** Supplied text **

La More dropped by and played mock French songs. They were perfect for our restaurant.
The chefs and staff would bring out the shipwreck pavlovas as a flotilla, to applause from the customers.
The customers loved Luke's costume and asked to have pictures taken with him.
My impish sister being a living statue. I love to incorporate theatre and food.
The last sitting, things really kicked off and everyone danced on the tables.
What the hell am I doing in this one?
Tanya force fed a customer with pavlova
Packing up my gladrags on the Monday. 
We went for a fantastic dinner at The Garlic Farm restaurant, they did this cute notice for us as the Boswells had come to dinner at The Underground Restaurant. 
Many of my crew were thrilled that famous drug dealer Howard Marks was there. They shared a limo with him back to the campsite.
The Wishing Tree field where we were located. Just before getting the ferry home.
My sister donned a bra-less top as a persuasive ploy to get our blocked caravan bog sucked clean by the Welsh Portaloo man. It worked. She's an H cup.

Thanks to Imogen Rodgers, Gemma Thorogood, Col Rich, Chantal Hintze, James Benson, Francesca Klottrup, Andy Wix, Luke Robinson, Beggs, Jim Pennington, Bethan Hughes, Tanya Moulson, Michelle Newell, Claire Brem Wilson, Els Baker, Sophie Line, Ruth Bennet, Sienna Rodgers, Tom Baker and Ebera who were all brilliant and worked their butts off.
Thanks also to Rob and Josie Da Bank, John and Ziggy Hughes, Katie Maddison and all the Bestival team and ground crew for putting on the festival through adversity!
Thanks to LaFrock for the wonderful dresses, Ben Brown, Paul of The Tomato Stall, Phillips Fine Foods (I heard they were cursing me for making them prep 450 mackerel for stargazy, thanks guys) and all the other suppliers who helped me pull this off.


  1. Looks like a fabulous event!

  2. That is utterly amazing. I am left in shock and awe and admiration (and you know me that NEVER happens)at everything that you achieved there.
    Well done doesn't even begin to remotely cover it.

  3. Gobsmacked!! An amazing feat of project management. I hope they paid you loads!

    Well Done!

  4. Your energy, your stamina, your bravery... my goodness !

    Love Poppy..

  5. WOW! Crazy, amazing, exhausting. Well done and wish I'd been there

  6. wow...such a great post!looks like u had great time!!!!xx

  7. It looks really fabulous! But sooo very hard and exhausting...and a logistical nightmare. I don't know how you do it and hats off to you, but I suspect loads of people are glad you do, they had so much fun!

** Questions to answer **
1. In the festival post, rewrite everything from "1. Looks like" down to "paid you loads!", changing "amazing" to "astonishing".
2. According to the festival post, how many mackerel did Phillips Fine Foods prep for stargazy?
3. Decide whether each statement agrees with the festival post. Answer yes or no, and quote the words from the post that settle it.
(a) Customers asked to have pictures taken with Luke.
(b) Some of the crew shared a limo with Howard Marks back to their hotel.
(c) The shipwreck pavlovas were brought out to applause from the customers.

** Information shown **
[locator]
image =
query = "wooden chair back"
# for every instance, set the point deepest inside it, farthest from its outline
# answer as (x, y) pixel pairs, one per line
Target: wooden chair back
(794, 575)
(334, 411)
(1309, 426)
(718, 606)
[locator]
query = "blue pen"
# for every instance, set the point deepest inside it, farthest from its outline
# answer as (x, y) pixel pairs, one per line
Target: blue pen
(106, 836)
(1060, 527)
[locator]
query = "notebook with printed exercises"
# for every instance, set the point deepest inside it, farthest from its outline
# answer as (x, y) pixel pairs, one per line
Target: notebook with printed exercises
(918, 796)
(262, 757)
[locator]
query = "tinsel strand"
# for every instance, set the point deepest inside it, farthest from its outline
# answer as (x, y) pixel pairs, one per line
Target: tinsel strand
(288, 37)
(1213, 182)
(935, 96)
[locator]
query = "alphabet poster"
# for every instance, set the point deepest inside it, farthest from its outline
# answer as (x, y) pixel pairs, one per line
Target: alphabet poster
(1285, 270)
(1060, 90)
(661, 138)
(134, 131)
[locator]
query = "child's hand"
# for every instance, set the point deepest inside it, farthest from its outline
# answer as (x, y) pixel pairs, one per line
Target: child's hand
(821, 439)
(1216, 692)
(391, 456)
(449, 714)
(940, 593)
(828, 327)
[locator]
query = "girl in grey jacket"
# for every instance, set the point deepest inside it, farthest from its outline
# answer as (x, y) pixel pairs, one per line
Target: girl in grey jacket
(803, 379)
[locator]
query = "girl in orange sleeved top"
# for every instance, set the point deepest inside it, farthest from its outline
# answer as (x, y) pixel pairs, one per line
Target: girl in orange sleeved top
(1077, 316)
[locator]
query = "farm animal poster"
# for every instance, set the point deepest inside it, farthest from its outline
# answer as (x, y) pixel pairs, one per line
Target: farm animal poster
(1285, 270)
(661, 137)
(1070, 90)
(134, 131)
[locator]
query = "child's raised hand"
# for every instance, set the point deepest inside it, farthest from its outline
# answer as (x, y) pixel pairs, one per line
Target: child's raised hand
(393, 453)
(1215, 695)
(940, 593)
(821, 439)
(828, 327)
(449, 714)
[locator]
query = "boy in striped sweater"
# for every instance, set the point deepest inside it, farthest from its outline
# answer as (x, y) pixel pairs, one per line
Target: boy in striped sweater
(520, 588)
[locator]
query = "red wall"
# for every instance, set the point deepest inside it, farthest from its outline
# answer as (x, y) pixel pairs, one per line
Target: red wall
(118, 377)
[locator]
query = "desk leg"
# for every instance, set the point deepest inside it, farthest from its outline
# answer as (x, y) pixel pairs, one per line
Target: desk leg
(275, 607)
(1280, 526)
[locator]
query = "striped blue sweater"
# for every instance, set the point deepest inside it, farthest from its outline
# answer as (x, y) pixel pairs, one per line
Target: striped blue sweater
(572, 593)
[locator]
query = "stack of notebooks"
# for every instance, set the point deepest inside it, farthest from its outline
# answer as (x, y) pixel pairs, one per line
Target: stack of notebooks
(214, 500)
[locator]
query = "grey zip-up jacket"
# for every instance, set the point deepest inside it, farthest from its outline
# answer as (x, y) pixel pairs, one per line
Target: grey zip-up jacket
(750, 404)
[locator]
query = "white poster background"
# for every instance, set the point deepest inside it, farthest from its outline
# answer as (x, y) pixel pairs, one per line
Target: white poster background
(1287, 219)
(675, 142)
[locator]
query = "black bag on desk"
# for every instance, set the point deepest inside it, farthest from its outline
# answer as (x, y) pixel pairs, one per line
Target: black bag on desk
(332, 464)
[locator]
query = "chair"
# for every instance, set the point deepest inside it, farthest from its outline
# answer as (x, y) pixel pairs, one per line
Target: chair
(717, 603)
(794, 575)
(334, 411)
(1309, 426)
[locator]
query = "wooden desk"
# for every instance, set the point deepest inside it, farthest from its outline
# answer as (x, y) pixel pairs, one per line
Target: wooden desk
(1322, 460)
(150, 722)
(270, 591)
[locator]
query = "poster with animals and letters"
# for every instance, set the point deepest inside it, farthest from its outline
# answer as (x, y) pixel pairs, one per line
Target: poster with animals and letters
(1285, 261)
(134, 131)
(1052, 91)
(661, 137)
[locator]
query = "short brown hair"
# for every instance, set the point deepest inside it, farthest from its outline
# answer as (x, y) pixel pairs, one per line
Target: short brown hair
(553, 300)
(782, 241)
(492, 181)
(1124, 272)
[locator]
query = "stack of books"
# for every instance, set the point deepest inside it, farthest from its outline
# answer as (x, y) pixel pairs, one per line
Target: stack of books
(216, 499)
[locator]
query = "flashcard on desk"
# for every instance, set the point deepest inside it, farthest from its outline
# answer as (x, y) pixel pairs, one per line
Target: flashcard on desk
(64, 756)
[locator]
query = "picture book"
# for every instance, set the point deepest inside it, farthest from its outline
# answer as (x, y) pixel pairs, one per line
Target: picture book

** Solutions below **
1.
1. Looks like a fabulous event!

  2. That is utterly astonishing. I am left in shock and awe and admiration (and you know me that NEVER happens)at everything that you achieved there.
    Well done doesn't even begin to remotely cover it.

  3. Gobsmacked!! An astonishing feat of project management. I hope they paid you loads!

2. 450

3.
(a) Yes: "asked to have pictures taken with him"
(b) No: "They shared a limo with him back to the campsite."
(c) Yes: "to applause from the customers"